プロイセンは、国民を一人前の市民として扱わなければならなくなった

フランス革命が数年間続いた(1789年~1794年)後、ナポレオンが現れました。彼は国内の混乱を収めて国を安定させると、いよいよヨーロッパ諸国の征服に乗り出しました。フランス軍は、ナポレオンが名将であるだけでなく、フランス人の兵卒の志気が高かったために天下無敵でした。

ヘーゲルの祖国であるプロイセンの陸軍は、よく訓練されて非常に強いという評価でしたが、ナポレオンと戦って大敗北してしまいました。そして領土を半分に削られ、略奪され、重税を課された上に、フランスの従属国にされてしまいました。

ただし、ナポレオンは征服地を略奪するだけでなく、征服した国の国民の人気を得ようとして、Freedom(自由)と平等というフランス革命の成果である法体系を導入したり、国家組織を近代的なものに改めたりしました。

そのためにナポレオンに征服された諸国の庶民は、一方で略奪され重税を課され若者を兵士にとられてフランスを恨みましたが、その一方で自由や平等という発想をもたらしたフランス軍を歓迎したという側面もありました。

ナポレオンに大敗して痛めつけられたプロイセンの支配者たちは、独立を回復してフランスに復讐し、減らされた領土も元に戻してさらに拡張しようとしました。ところが肝心の国民の志気が期待したように盛り上がりませんでした。

プロイセンの国民は、江戸時代の百姓や町民と同じようにただ支配されて税金を払っているだけだったので、プロイセン王国に対する愛国心を持てなかったからです。さすがのプロイセンの支配者たちも、自国民を市民としてまともに扱わないと、独立を回復することはできないことを悟りました。

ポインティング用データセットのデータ
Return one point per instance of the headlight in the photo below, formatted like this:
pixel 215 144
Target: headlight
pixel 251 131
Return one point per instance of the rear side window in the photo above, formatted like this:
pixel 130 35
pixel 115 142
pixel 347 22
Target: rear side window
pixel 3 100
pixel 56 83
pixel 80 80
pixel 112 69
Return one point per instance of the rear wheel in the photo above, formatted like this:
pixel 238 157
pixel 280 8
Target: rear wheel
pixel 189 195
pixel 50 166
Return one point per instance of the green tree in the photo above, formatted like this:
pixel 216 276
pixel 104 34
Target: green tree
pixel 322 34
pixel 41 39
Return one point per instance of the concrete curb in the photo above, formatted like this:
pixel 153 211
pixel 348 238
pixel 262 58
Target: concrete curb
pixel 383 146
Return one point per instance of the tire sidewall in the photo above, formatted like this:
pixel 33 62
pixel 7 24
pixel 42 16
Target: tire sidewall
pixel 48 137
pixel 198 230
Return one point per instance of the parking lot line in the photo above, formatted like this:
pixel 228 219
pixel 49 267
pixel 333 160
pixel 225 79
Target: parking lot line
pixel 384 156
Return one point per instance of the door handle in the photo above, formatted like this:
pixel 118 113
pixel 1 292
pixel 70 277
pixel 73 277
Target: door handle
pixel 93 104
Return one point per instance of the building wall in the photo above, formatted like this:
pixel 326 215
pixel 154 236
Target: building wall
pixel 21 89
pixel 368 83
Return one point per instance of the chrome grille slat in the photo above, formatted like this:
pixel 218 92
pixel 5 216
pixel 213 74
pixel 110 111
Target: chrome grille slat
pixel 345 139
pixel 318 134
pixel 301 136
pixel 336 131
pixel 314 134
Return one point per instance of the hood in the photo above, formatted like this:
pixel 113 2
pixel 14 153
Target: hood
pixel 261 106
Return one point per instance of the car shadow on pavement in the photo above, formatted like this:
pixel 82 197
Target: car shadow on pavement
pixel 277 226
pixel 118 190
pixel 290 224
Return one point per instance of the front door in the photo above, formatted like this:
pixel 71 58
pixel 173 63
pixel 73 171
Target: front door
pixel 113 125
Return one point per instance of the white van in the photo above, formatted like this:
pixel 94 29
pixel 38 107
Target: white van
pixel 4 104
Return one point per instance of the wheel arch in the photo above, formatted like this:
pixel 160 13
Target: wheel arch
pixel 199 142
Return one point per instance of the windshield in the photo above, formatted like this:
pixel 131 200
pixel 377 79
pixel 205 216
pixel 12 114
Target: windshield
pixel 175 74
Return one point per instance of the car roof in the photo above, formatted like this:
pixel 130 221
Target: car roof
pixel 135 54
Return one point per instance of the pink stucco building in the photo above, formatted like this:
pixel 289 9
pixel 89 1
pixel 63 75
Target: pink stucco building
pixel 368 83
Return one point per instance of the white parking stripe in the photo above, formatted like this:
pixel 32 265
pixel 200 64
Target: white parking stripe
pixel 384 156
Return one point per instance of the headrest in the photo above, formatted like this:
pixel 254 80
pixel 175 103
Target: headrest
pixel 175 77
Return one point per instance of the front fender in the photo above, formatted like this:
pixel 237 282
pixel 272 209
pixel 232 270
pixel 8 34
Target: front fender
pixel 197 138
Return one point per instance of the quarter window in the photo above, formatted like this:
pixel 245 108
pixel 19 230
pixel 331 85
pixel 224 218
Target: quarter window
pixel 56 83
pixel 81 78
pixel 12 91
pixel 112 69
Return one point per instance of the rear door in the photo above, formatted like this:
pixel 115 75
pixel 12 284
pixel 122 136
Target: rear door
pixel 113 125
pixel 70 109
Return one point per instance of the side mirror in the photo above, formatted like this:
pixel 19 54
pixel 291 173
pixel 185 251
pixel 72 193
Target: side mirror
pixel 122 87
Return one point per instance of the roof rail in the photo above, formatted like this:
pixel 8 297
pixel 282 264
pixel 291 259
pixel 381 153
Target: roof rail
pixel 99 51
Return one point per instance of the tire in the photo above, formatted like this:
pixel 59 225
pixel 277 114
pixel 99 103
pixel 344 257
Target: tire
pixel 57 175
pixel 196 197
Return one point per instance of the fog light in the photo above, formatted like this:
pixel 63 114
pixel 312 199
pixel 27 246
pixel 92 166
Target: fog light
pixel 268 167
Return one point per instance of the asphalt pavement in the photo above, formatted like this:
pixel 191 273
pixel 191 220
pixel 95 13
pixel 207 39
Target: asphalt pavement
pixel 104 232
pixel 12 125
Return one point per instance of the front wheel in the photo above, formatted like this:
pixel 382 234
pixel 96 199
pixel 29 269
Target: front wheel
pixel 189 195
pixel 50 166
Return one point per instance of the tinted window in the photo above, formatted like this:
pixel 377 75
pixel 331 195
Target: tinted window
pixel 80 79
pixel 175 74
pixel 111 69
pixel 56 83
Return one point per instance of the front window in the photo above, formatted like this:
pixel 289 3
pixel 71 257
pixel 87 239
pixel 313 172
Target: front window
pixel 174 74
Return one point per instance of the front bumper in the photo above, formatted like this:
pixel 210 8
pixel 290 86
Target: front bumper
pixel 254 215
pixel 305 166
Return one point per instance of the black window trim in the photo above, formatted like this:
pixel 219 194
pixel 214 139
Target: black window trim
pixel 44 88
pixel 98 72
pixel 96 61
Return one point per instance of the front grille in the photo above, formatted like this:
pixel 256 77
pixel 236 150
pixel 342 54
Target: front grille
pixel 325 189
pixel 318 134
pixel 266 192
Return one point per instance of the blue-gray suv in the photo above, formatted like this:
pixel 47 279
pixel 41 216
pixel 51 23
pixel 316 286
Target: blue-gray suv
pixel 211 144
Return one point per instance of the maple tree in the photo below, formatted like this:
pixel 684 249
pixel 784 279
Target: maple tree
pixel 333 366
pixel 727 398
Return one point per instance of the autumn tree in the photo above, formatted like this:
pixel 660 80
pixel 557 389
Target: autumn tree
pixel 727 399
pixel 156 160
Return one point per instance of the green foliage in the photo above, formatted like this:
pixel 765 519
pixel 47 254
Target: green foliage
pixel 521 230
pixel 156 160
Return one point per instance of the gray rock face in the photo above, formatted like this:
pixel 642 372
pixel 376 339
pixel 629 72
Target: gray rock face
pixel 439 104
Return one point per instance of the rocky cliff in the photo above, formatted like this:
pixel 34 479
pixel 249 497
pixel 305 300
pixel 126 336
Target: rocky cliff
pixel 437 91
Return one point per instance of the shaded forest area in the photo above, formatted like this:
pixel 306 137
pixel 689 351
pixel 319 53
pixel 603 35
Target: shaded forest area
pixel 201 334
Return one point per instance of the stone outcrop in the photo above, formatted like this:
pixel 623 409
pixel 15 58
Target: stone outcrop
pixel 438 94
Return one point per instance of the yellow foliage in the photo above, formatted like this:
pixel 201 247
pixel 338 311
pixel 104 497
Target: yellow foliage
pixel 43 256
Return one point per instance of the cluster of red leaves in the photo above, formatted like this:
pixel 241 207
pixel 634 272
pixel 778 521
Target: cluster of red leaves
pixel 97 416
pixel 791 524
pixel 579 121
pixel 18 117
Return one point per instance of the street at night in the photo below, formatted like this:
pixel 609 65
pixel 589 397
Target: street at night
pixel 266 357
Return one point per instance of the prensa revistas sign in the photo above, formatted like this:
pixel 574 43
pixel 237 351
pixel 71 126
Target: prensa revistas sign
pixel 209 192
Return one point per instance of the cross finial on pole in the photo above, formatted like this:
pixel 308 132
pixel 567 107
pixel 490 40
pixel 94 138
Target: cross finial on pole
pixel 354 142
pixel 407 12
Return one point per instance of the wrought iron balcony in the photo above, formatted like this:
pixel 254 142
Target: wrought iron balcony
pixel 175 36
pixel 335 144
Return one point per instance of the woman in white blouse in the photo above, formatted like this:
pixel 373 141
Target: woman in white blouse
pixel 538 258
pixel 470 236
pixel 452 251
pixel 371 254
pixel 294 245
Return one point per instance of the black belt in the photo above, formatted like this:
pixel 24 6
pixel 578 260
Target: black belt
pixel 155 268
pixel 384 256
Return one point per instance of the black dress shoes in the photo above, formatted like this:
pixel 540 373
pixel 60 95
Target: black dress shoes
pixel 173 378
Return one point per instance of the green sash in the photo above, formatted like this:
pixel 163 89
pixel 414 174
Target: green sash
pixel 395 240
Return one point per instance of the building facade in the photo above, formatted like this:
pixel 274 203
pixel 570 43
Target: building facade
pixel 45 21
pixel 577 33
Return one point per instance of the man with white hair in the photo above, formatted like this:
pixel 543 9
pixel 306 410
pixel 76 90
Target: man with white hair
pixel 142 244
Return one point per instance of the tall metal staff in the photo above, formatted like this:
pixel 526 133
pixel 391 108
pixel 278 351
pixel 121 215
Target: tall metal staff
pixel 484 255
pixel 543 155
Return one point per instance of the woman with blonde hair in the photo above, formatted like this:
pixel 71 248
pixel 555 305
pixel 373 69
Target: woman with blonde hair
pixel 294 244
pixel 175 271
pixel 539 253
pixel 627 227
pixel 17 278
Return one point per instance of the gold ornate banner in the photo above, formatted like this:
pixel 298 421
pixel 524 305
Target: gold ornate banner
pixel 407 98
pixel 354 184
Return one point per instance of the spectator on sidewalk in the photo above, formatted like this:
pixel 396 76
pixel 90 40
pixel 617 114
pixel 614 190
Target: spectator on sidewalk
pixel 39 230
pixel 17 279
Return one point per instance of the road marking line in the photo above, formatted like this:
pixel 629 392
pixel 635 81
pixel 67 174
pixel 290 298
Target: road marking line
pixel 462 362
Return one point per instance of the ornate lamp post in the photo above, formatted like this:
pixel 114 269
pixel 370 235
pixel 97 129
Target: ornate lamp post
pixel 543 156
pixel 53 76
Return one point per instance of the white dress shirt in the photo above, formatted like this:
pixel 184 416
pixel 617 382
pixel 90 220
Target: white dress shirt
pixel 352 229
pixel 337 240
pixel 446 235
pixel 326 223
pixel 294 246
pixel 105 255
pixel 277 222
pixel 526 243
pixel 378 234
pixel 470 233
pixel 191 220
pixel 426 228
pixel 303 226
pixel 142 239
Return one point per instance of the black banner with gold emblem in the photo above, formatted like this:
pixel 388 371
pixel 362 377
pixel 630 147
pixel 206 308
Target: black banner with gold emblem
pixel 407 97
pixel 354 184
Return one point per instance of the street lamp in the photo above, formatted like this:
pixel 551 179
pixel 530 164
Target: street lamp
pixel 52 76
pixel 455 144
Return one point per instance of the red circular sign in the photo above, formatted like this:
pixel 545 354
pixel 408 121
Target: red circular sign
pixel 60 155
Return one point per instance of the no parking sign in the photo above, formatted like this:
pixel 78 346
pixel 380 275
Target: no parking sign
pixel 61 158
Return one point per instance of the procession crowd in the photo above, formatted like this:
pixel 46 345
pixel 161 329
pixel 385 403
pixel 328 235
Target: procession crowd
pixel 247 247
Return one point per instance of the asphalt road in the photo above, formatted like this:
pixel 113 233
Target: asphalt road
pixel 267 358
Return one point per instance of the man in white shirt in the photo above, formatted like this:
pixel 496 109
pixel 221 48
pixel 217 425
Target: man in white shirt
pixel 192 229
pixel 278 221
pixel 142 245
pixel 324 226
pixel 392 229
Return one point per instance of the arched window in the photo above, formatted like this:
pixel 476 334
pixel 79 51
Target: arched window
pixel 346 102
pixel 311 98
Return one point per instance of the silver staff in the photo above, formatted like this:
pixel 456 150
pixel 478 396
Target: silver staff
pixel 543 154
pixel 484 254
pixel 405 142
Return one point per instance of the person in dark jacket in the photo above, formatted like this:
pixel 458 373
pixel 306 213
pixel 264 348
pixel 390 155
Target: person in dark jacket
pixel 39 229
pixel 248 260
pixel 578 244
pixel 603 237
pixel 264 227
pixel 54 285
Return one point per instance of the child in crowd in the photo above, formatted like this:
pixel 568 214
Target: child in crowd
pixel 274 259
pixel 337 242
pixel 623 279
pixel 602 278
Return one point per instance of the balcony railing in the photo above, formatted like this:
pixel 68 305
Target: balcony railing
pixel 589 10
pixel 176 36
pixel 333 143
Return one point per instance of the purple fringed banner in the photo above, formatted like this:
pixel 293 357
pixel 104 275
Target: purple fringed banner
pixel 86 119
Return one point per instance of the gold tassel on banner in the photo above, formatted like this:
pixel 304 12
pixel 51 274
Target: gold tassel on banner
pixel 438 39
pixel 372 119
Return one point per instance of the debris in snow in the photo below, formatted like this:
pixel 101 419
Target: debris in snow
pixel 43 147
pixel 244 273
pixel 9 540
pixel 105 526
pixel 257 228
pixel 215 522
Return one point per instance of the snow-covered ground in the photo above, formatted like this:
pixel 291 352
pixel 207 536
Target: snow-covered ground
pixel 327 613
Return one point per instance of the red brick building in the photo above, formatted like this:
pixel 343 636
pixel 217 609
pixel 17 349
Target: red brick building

__問題__
上の抽出テキストのうち、「そのためにナポレオンに征服さ」から「はできないことを悟りました。」までの部分を、両端の語句も含めて一字一句そのまま書き写しなさい。

__解答__
そのためにナポレオンに征服された諸国の庶民は、一方で略奪され重税を課され若者を兵士にとられてフランスを恨みましたが、その一方で自由や平等という発想をもたらしたフランス軍を歓迎したという側面もありました。

ナポレオンに大敗して痛めつけられたプロイセンの支配者たちは、独立を回復してフランスに復讐し、減らされた領土も元に戻してさらに拡張しようとしました。ところが肝心の国民の志気が期待したように盛り上がりませんでした。

プロイセンの国民は、江戸時代の百姓や町民と同じようにただ支配されて税金を払っているだけだったので、プロイセン王国に対する愛国心を持てなかったからです。さすがのプロイセンの支配者たちも、自国民を市民としてまともに扱わないと、独立を回復することはできないことを悟りました。